PROBLEM DETAILS:
Instruction for the entries that follow: retype exactly the lines from the line with "btw can u mark the beige" to the line with "[[405, 224], [93, 35], [359, 357], [45, 415]]", both included, and omit all others.

Stored data entries

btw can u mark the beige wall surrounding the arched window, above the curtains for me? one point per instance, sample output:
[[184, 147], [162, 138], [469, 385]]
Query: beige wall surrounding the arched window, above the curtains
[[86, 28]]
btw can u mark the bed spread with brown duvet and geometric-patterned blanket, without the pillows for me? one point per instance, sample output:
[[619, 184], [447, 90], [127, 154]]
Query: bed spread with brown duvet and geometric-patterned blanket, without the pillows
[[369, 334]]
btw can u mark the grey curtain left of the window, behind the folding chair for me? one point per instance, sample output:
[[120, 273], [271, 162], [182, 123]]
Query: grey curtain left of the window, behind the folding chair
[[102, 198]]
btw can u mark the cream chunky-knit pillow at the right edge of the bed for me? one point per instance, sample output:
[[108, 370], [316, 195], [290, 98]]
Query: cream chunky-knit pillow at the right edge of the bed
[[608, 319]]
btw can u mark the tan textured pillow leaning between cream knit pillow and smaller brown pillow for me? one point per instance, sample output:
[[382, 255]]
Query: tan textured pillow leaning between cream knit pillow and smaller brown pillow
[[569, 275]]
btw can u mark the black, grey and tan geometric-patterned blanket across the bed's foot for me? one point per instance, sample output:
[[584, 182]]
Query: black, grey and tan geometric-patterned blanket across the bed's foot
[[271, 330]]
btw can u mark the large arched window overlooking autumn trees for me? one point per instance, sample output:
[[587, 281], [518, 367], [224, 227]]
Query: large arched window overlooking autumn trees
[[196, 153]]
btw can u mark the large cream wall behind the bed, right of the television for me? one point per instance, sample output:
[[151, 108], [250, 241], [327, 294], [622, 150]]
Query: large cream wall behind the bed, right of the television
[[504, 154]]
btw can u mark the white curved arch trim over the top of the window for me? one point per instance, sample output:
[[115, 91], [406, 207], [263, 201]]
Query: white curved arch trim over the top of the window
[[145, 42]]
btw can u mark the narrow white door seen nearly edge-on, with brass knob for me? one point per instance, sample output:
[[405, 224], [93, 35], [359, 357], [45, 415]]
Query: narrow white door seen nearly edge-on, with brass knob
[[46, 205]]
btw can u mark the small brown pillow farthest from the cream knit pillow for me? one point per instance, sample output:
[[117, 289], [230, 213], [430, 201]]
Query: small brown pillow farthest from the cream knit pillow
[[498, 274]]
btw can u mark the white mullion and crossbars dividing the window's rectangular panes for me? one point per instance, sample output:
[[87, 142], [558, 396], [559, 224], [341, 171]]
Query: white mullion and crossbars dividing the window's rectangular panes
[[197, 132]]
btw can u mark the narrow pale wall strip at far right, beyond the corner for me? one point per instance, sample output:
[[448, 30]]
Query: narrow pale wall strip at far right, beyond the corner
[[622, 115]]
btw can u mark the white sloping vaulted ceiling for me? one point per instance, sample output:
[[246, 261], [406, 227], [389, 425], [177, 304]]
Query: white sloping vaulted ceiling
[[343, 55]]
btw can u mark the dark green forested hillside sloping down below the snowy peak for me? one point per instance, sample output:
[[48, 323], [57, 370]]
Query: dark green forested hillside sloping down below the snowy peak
---
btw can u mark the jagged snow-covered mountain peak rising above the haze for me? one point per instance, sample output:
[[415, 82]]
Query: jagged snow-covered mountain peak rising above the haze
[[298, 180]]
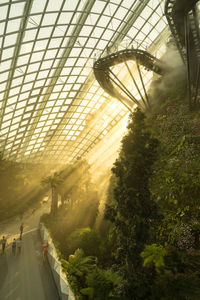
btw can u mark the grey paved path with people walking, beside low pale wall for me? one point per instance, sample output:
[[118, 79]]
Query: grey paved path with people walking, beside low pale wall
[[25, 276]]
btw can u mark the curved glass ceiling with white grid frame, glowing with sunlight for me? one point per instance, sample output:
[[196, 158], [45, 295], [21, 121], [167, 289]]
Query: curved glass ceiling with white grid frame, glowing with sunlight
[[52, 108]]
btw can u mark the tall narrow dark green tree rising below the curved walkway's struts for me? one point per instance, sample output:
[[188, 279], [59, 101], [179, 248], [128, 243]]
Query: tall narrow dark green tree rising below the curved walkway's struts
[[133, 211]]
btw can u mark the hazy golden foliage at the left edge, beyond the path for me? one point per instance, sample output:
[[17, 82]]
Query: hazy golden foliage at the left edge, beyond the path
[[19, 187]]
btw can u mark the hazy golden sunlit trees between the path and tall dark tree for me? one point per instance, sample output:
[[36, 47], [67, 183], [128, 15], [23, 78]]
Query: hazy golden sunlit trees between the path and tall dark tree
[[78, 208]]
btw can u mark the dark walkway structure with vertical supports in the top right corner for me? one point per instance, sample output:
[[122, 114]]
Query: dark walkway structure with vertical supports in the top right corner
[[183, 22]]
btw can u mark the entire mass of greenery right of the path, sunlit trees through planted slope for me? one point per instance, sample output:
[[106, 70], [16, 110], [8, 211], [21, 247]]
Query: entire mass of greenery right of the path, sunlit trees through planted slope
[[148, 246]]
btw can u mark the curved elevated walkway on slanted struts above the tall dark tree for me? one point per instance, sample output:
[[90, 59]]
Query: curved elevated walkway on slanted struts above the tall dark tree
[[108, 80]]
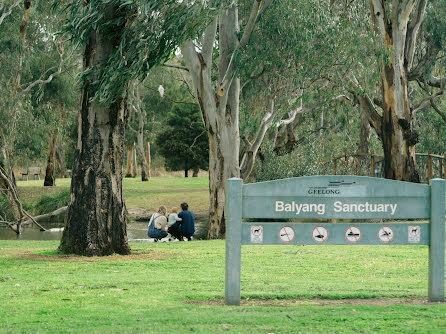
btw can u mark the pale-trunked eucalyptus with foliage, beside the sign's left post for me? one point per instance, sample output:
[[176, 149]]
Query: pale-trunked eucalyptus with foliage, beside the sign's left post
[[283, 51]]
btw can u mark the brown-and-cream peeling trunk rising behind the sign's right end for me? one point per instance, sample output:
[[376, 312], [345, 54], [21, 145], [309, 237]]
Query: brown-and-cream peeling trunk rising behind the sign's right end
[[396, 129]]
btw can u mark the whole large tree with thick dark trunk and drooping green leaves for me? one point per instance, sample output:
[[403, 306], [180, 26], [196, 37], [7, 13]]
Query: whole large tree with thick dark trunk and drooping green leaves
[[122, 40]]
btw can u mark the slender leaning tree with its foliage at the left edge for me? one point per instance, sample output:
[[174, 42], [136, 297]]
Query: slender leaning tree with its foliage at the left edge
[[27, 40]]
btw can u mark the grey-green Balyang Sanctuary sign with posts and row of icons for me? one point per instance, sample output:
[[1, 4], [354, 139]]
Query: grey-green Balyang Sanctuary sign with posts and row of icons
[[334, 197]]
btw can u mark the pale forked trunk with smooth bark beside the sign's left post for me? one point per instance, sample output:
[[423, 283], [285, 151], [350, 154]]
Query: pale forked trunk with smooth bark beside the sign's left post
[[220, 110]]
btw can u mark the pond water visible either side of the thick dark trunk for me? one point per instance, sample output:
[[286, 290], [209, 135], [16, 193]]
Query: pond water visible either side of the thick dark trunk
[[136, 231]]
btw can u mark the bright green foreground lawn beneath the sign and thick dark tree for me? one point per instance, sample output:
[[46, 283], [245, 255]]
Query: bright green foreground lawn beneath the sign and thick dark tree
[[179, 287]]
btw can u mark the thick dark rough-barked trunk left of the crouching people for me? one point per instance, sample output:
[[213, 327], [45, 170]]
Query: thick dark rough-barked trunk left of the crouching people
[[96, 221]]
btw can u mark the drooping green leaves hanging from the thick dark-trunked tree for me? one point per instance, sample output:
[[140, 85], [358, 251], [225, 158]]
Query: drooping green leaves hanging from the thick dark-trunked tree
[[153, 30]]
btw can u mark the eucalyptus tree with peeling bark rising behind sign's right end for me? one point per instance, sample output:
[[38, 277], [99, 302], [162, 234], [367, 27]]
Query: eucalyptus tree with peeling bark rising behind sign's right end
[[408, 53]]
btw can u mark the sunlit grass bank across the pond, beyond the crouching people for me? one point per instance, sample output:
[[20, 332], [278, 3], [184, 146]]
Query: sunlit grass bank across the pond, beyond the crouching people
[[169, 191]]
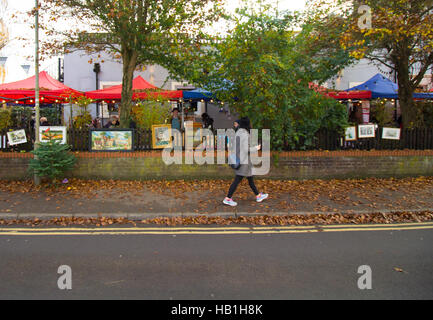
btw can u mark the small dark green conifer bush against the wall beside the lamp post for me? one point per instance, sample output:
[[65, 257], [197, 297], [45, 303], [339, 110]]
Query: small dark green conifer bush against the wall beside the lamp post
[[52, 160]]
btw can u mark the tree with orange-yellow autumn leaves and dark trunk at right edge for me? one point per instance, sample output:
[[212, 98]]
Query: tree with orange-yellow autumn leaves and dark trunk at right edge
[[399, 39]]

RESULT BELOW:
btw can u mark the beige wall surrounding the arched window, above the curtains for me? one point per instance, sample output:
[[184, 147], [162, 138], [469, 385]]
Query: beige wall surrounding the arched window, above the curtains
[[86, 28]]
btw can u mark the bed spread with brown duvet and geometric-patterned blanket, without the pillows for me? one point per instance, sample output:
[[619, 184], [447, 90], [127, 154]]
Query: bed spread with brown duvet and geometric-patterned blanket, without the pillows
[[369, 334]]
btw can u mark the grey curtain left of the window, behind the folding chair for me? one point per instance, sample output:
[[120, 273], [271, 162], [182, 123]]
Query: grey curtain left of the window, behind the folding chair
[[102, 198]]
btw can u mark the cream chunky-knit pillow at the right edge of the bed for me? one point per instance, sample output:
[[108, 370], [316, 195], [290, 98]]
Query: cream chunky-knit pillow at the right edge of the bed
[[608, 319]]
btw can u mark the tan textured pillow leaning between cream knit pillow and smaller brown pillow for me? one point per instance, sample output:
[[382, 255]]
Query: tan textured pillow leaning between cream knit pillow and smaller brown pillow
[[569, 275]]
btw can u mark the black, grey and tan geometric-patterned blanket across the bed's foot for me? one point per instance, sample output:
[[584, 182]]
Query: black, grey and tan geometric-patterned blanket across the bed's foot
[[271, 330]]
btw can u mark the large arched window overlooking autumn trees for me? one point per instance, sample output:
[[587, 281], [518, 367], [224, 227]]
Query: large arched window overlooking autumn trees
[[196, 153]]
btw can u mark the large cream wall behind the bed, right of the television for me? one point per instance, sample output:
[[151, 108], [250, 241], [327, 294], [622, 150]]
Query: large cream wall behind the bed, right of the television
[[504, 154]]
btw can u mark the white curved arch trim over the top of the window for me? one point per instance, sample output:
[[115, 91], [406, 207], [263, 201]]
Query: white curved arch trim over the top of the window
[[145, 42]]
btw can u mark the narrow white door seen nearly edge-on, with brass knob for me? one point per instance, sample output:
[[405, 224], [93, 35], [359, 357], [45, 415]]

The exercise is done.